RECORD LIST:
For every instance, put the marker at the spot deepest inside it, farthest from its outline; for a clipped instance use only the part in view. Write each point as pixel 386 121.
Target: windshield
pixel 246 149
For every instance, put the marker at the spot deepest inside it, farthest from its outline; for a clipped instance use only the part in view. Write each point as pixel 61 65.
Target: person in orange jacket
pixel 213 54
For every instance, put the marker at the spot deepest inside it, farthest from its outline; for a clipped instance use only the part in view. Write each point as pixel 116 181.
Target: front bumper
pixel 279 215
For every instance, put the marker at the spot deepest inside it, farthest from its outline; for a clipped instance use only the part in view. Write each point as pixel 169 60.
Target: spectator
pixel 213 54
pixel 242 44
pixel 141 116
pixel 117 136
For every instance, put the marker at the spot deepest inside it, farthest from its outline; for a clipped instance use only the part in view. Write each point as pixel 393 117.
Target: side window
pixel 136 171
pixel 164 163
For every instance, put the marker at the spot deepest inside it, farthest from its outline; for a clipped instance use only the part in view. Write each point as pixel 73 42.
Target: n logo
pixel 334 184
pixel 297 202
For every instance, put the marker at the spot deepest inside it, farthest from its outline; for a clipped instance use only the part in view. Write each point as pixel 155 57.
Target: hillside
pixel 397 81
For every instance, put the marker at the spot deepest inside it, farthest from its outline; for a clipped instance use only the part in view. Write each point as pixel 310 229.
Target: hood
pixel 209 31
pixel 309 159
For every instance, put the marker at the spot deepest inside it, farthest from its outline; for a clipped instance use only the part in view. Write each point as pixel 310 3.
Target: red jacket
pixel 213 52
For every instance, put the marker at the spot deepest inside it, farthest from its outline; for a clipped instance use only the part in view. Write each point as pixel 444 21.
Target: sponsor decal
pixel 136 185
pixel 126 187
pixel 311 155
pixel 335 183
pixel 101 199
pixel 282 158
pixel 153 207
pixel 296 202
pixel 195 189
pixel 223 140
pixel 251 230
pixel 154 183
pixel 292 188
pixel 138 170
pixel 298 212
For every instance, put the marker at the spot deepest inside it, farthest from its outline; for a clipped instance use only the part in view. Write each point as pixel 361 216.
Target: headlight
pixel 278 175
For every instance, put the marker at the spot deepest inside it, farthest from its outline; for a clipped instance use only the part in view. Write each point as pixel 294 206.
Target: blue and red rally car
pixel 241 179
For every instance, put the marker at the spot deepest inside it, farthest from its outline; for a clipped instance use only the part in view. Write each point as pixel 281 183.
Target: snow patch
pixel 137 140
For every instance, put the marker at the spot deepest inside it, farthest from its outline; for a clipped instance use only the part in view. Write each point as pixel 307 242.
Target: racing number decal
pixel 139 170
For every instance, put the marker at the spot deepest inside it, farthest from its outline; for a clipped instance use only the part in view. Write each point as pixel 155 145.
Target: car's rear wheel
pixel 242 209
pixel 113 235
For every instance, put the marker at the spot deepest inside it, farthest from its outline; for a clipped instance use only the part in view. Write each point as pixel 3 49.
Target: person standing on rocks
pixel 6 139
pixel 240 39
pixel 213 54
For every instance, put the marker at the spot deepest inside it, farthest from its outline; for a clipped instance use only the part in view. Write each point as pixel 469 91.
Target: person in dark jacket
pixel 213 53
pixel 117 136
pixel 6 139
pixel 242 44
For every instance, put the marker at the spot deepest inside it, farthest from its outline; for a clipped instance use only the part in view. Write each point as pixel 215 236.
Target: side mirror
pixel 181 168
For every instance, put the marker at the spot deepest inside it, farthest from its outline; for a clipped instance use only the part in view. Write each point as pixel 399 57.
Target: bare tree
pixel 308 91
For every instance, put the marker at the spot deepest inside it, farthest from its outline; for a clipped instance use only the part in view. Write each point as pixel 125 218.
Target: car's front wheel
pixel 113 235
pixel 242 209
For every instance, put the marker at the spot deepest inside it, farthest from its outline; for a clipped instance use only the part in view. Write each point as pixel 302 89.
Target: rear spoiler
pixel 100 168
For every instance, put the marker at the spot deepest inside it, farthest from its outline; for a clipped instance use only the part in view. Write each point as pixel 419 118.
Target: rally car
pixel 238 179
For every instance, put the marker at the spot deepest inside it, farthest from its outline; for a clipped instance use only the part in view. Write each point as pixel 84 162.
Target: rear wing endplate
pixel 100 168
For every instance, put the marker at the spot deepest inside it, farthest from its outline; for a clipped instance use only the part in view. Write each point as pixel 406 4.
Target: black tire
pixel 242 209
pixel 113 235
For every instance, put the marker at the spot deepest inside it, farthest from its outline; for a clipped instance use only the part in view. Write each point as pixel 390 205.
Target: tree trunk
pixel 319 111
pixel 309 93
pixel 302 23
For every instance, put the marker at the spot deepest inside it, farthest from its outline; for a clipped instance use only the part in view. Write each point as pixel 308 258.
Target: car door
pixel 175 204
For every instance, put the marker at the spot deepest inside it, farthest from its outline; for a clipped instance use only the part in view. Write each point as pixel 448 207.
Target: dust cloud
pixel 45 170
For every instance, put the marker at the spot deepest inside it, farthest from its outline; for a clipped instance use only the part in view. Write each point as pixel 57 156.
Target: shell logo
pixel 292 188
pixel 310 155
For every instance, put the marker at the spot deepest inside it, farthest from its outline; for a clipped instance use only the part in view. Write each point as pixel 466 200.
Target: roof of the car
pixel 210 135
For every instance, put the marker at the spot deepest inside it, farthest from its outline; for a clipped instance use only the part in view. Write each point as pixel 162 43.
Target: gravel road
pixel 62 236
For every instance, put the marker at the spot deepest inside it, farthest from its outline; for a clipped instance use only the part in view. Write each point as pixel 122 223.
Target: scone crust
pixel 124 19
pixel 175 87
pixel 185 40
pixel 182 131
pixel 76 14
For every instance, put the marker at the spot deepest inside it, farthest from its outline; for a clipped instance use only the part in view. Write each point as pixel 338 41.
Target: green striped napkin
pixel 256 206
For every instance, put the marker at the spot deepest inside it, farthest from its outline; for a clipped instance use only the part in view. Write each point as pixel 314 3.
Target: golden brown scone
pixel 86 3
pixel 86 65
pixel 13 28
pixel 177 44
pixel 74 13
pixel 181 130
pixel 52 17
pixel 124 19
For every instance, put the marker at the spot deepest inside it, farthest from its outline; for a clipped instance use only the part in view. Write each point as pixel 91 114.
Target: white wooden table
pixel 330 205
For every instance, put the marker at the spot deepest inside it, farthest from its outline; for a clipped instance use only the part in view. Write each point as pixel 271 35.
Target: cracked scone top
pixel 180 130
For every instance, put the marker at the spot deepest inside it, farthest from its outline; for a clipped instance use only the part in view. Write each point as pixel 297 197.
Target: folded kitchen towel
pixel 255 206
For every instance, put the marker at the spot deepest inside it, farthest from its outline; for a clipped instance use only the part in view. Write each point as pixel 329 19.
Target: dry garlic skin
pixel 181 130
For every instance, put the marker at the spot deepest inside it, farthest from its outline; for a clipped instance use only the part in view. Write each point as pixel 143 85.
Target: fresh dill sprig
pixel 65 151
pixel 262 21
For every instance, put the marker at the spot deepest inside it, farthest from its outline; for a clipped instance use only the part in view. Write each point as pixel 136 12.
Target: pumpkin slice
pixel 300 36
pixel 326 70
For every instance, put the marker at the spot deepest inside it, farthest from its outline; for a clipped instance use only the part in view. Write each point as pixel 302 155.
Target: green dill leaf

WHAT THIS TASK INVOLVES:
Copy the records word for word, from the first line through the line that contains "pixel 309 159".

ANSWER TO THE PROBLEM:
For every instance, put the marker at the spot deepest inside it, farthest from its outline; for a clipped instance use only the part in view. Write each point as pixel 386 121.
Target: windshield
pixel 246 149
For every instance, put the marker at the spot deepest inside it, farthest from its outline; for a clipped instance use only the part in view. Write each point as pixel 61 65.
Target: person in orange jacket
pixel 213 54
For every instance, put the marker at the spot deepest inside it, farthest from its outline; for a clipped instance use only the part in view. Write each point as pixel 116 181.
Target: front bumper
pixel 279 215
For every instance, put the marker at the spot deepest inside it, farthest from its outline; for a clipped instance use only the part in view. Write each point as pixel 169 60.
Target: spectator
pixel 213 54
pixel 242 44
pixel 141 116
pixel 117 136
For every instance, put the marker at the spot deepest inside it, farthest from its outline; for a clipped instance use only the part in view. Write each point as pixel 393 117.
Target: side window
pixel 136 171
pixel 164 163
For every instance, put the marker at the spot deepest inside it, farthest from its outline; for a clipped instance use only the part in view. Write each point as pixel 73 42.
Target: n logo
pixel 334 184
pixel 297 202
For every instance, put the marker at the spot deepest inside it, farthest from its outline; for a clipped instance use only the part in view. Write each point as pixel 155 57.
Target: hillside
pixel 397 81
For every instance, put the marker at the spot deepest inside it, farthest from its outline; for a clipped instance use only the part in view. Write each point as pixel 310 229.
Target: hood
pixel 209 31
pixel 309 159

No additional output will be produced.